[Saved entries]
* * * *
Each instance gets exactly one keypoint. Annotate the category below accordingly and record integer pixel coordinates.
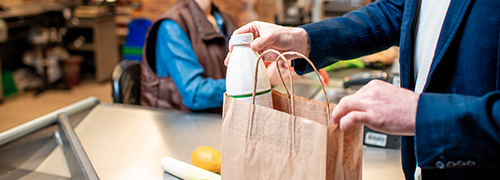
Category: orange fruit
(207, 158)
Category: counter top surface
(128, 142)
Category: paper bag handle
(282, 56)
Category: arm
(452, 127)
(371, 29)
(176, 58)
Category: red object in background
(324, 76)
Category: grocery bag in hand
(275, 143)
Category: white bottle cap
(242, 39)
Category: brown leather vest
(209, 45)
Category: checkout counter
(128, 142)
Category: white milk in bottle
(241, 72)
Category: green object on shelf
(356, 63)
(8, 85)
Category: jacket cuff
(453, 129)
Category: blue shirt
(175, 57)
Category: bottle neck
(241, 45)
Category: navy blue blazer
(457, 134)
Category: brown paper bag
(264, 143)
* * * *
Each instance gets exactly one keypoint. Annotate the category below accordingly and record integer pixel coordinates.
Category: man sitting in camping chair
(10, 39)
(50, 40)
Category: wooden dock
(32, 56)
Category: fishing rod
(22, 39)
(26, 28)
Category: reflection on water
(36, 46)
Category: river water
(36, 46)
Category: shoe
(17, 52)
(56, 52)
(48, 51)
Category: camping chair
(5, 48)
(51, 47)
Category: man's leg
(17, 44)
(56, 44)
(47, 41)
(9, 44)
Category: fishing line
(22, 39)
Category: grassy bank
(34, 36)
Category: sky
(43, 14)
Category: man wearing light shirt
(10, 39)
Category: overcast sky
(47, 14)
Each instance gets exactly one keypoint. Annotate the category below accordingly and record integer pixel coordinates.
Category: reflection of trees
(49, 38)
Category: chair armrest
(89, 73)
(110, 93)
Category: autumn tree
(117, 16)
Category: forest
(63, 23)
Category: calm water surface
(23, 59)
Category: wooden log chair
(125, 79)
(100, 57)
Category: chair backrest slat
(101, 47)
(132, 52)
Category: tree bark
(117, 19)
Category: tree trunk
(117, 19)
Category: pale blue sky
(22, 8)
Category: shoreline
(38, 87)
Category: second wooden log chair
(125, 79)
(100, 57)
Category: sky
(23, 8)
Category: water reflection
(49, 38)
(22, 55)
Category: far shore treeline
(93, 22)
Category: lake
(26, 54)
* * * *
# REQUIRED WORK
Report how many lines of the material contain the word "white", giving only the number.

# COMPLETE ANSWER
2